### Problem to work on
Reproduce every one of the stored records below word for word, leaving the pictures out of your answer.

(Stored records)

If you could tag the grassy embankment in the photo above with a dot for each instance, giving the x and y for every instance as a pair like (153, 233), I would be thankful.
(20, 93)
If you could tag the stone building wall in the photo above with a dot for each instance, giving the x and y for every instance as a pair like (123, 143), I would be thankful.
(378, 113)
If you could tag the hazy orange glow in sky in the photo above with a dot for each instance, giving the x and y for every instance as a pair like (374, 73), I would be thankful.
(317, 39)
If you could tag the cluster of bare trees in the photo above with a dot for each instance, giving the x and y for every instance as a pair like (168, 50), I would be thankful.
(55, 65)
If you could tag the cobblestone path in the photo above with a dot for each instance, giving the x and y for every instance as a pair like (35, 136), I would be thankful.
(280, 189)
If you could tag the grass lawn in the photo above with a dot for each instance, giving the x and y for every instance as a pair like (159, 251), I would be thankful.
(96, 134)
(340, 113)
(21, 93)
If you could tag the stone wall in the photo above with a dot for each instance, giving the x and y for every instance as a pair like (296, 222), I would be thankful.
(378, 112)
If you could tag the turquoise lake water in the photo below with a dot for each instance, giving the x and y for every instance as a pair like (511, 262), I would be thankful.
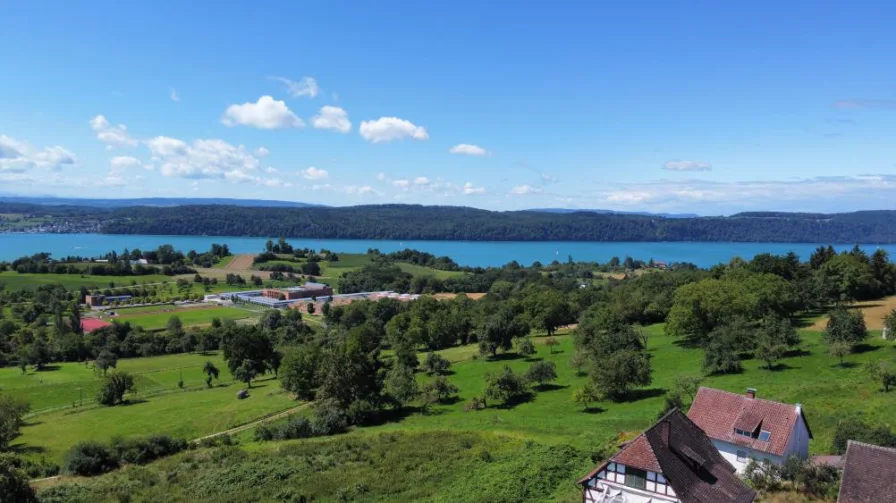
(471, 253)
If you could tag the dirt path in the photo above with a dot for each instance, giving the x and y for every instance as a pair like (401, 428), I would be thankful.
(241, 262)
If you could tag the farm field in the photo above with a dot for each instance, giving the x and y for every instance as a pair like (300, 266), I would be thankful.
(16, 281)
(158, 319)
(186, 414)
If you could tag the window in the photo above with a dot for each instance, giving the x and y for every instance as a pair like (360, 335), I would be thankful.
(635, 478)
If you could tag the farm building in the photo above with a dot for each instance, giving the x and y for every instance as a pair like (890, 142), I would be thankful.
(671, 462)
(743, 427)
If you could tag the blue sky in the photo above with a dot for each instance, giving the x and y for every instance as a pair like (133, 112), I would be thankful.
(699, 107)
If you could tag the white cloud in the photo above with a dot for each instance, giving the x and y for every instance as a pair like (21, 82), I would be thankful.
(679, 165)
(306, 86)
(123, 162)
(469, 189)
(112, 136)
(313, 173)
(266, 113)
(521, 190)
(18, 156)
(467, 149)
(333, 118)
(386, 129)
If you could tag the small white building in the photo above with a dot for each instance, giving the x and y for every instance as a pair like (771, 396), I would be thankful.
(744, 428)
(672, 462)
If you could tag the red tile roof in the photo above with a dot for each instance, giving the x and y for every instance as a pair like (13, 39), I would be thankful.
(90, 324)
(868, 476)
(678, 449)
(719, 412)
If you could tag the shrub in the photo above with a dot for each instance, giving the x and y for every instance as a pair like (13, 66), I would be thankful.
(90, 458)
(142, 450)
(14, 484)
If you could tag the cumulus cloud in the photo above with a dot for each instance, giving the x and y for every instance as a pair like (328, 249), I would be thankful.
(266, 113)
(680, 165)
(306, 86)
(313, 173)
(467, 149)
(386, 129)
(333, 118)
(19, 156)
(469, 189)
(522, 190)
(112, 136)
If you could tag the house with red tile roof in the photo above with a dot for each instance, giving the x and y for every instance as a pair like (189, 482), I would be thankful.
(671, 462)
(869, 474)
(743, 427)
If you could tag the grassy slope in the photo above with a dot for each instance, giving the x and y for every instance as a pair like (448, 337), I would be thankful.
(430, 467)
(16, 281)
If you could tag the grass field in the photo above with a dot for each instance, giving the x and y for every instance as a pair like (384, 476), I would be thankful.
(158, 318)
(16, 281)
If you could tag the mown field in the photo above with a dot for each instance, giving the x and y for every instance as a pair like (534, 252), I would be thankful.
(157, 318)
(159, 405)
(16, 281)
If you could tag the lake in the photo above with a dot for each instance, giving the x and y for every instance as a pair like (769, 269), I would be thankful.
(471, 253)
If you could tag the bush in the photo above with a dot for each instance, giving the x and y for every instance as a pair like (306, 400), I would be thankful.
(14, 484)
(90, 458)
(142, 450)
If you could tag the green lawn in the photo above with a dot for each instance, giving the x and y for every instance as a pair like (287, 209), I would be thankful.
(189, 316)
(16, 281)
(827, 391)
(188, 414)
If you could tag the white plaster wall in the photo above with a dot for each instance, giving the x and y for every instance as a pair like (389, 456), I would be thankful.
(729, 452)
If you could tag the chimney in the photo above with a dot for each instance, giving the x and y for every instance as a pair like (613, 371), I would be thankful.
(665, 432)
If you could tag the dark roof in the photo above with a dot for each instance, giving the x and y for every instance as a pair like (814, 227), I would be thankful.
(719, 413)
(869, 474)
(688, 460)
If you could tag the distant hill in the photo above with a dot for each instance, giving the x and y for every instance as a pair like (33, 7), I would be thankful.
(152, 201)
(614, 212)
(407, 222)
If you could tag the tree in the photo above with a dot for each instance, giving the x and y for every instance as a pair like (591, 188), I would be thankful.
(586, 395)
(11, 413)
(106, 360)
(499, 329)
(890, 325)
(525, 347)
(300, 371)
(14, 483)
(839, 350)
(845, 328)
(541, 372)
(439, 389)
(884, 372)
(400, 385)
(435, 363)
(211, 372)
(114, 386)
(505, 386)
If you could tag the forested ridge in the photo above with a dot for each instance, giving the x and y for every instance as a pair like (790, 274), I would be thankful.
(459, 223)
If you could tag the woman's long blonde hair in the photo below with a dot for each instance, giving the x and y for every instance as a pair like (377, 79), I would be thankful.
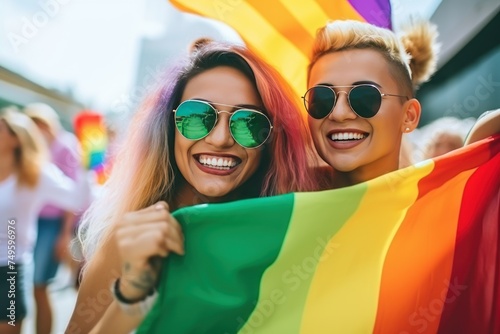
(145, 170)
(31, 153)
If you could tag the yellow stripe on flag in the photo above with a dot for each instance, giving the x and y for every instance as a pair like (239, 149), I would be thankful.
(344, 292)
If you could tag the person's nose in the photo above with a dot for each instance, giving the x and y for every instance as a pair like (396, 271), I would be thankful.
(342, 110)
(220, 136)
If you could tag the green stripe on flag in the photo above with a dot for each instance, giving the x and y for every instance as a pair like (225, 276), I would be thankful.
(286, 283)
(218, 280)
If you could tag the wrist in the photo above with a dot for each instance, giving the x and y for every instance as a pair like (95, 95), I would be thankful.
(128, 291)
(131, 307)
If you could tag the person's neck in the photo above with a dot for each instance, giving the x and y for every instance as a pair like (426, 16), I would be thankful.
(187, 196)
(7, 165)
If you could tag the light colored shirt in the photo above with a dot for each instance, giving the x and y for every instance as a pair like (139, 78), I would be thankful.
(20, 205)
(64, 154)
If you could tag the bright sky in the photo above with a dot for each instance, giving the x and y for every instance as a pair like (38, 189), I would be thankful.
(91, 47)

### Task output
If you could tag the grassy embankment in the photo above with a dot for each instance, giving the x and y for every instance as a pair like (153, 233), I would be thankful.
(20, 93)
If you could tag the stone building wall in the photo above with a dot for each instance, giving the x and y for every instance as a pair like (123, 143), I would be thankful.
(378, 113)
If you could tag the hazy orange glow in sky in the photo above with a dot for each instance, giving the x and y for every instance as a pair like (374, 73), I would be thankful.
(317, 39)
If you could tag the cluster of bare trees in the photo above with a dot for each instance, giving the x and y for every instance as a pair like (168, 50), I would be thankful.
(55, 65)
If you could tag the cobblestone path in the photo above with a dot for each instance, giving the x and y for every instance as a pair like (35, 136), I would be thankful.
(280, 189)
If you could tag the grass lawn in the photo above with a dot for each instance, giving the x and y for every instance as a pair like (159, 251), I would be thankful.
(96, 134)
(340, 113)
(21, 93)
If you could tag the stone wall in the photo above with a dot for each instance, giving the x and y for every instance as a pair like (296, 222), I would be thankful.
(378, 112)
If you could tag the turquoise lake water in the photo below with a dot for each instance, giving the x and y for every instance as a pair like (511, 262), I would be thankful.
(471, 253)
If you could tag the dirt path in the photo above with a dot for each instance, giving the x and y for every instance as a pair like (401, 428), I would be thankful.
(241, 262)
If you could tag the farm field in the photo above with a dot for each instance, giving the x and y for every instance as a pair like (300, 266), I would be thankful.
(16, 281)
(158, 319)
(186, 414)
If you could tag the window in the photo above with a dot for each instance, giving the x and y for every instance as a pair like (360, 335), I would be thankful.
(635, 478)
If you could tag the farm building in the photo above with a dot for each instance, giving the x and y for every instance as a pair like (890, 142), I would be thankful.
(671, 462)
(743, 427)
If you could tag the blue sky in the photo above with a dot for each instance, giving the x and y for every instance as a pair like (133, 112), I would be thankful.
(699, 107)
If you could tag the white cloud in the photo above with a dot for each instance, giving the x and y for every instance as a pair like (21, 82), I would be thankful.
(679, 165)
(306, 86)
(123, 162)
(469, 189)
(112, 136)
(313, 173)
(266, 113)
(521, 190)
(18, 156)
(467, 149)
(333, 118)
(386, 129)
If you could tag the small white building in the photo above with a dot for each instance, giving the x and y for every instance as a pair like (771, 396), I would be thankful.
(744, 428)
(672, 462)
If you could tag the red tile roof in the photo above with a dot for each instance, giving the x and y for every instance as a pair like (13, 39), I would be thankful.
(90, 324)
(868, 476)
(678, 449)
(719, 412)
If you could tag the shrub in the photo above with a dot for each instance, giving the x and y for every instance as a pair like (13, 66), I would be thankful.
(90, 458)
(142, 450)
(14, 484)
If you could tag the cumulus cloud in the photo above with a dot for each instance, giving the x and y for every instance as a pair like (328, 249), I would be thankful.
(266, 113)
(680, 165)
(306, 86)
(313, 173)
(467, 149)
(386, 129)
(333, 118)
(19, 156)
(469, 189)
(522, 190)
(112, 136)
If you could tag the house with red tile roof in the photo above with a dot for each instance, giving the x and y for every instance as a pair like (189, 482), I would be thankful.
(671, 462)
(869, 474)
(743, 427)
If you could tag the grassy slope in the photo above with a dot for each instance, giving the x and y for every instance as a pair like (448, 337), I would be thankful.
(430, 467)
(16, 281)
If you could tag the grass field in the photo above with a dot for each instance, giving the x and y for every instance as a pair like (384, 476), I would be thankful.
(158, 318)
(16, 281)
If you could tag the mown field in the photo above with a dot for each instance, giving the x and y for every instance as a pair like (534, 252), I would be thankful.
(157, 318)
(159, 405)
(16, 281)
If you could tag the lake in the photo above with a dot for each instance, giving the x and y for every instance as a pair like (769, 269), I would be thankful.
(471, 253)
If you could tag the bush in the photo above with a dot for each instance, giving the x and y for every instance as a pair like (306, 400), I would be thankful.
(14, 484)
(90, 458)
(142, 450)
If you could tag the green lawn in the photo above with a dot for each instance, giving the x and y for every instance as a pair like (287, 209), I would be thankful.
(189, 316)
(16, 281)
(827, 391)
(188, 414)
If you could tag the white plaster wall in the photo above with a dot for each instance, giving the x and y for every instance as a pair like (389, 456), I would be thankful.
(729, 452)
If you could tag the chimney in the photo above with a dot for each instance, giving the x and y for every instance as a pair like (613, 371), I would be thankful.
(665, 432)
If you could tag the dark roof in the photo above with a dot for each instance, giving the x and y for every instance as a pair like (814, 227), I would be thankful.
(719, 413)
(869, 474)
(688, 460)
If you could tag the distant hill in the photo above with a dot for each instance, giving the x and y for every instance as a pair like (33, 7), I would be thankful.
(152, 201)
(614, 212)
(407, 222)
If you could tag the tree in the photo above with a dot for each instance, giving the x and y for every instance as a pair like (591, 188), I would be thankful.
(586, 395)
(11, 413)
(106, 360)
(499, 329)
(890, 325)
(525, 347)
(300, 371)
(14, 483)
(839, 350)
(845, 328)
(541, 372)
(439, 389)
(884, 372)
(400, 385)
(435, 363)
(211, 372)
(114, 386)
(505, 386)
If you could tag the forested ridge in the photo above with a dot for each instance, giving the x and y for every instance as a pair like (790, 274), I would be thankful.
(459, 223)
If you could tag the woman's long blonde hair in the photo below with a dot for each instance, giving the x and y for every instance as a pair like (377, 79), I would be thankful.
(145, 170)
(31, 153)
If you could tag the yellow stripe on flag in the photo above with a dot for each instance, giving the x and y for every instance as a pair like (239, 149), I would be thankful.
(344, 292)
If you could tag the person's nose in the photo above with a dot for each instance, giving the x and y for every instance as a pair like (396, 271), I would be thankful.
(342, 110)
(220, 136)
If you could tag the green stripe on flag in the photo above with a dot for each instance, giving the x and y for every instance as a pair like (225, 276), I would be thankful.
(286, 283)
(218, 280)
If you could tag the wrist in the photo above with a dot for each instance, giving the x and y for every instance as a pair like (95, 95), I would be thankful.
(128, 291)
(131, 307)
If you could tag the person's neck in the photo above with a dot for each instance, giving the x and y for every instance as a pair like (426, 16), I would be thankful.
(187, 196)
(7, 165)
If you could tag the light colored shirt in the photo above with a dot for each instance, giving the x and y for every instance as a pair like (139, 78), I would be thankful.
(20, 205)
(64, 154)
If you could tag the bright sky in the photo above with a dot for each instance, giving the x and y for every instance as a pair like (38, 189), I would be thankful.
(91, 47)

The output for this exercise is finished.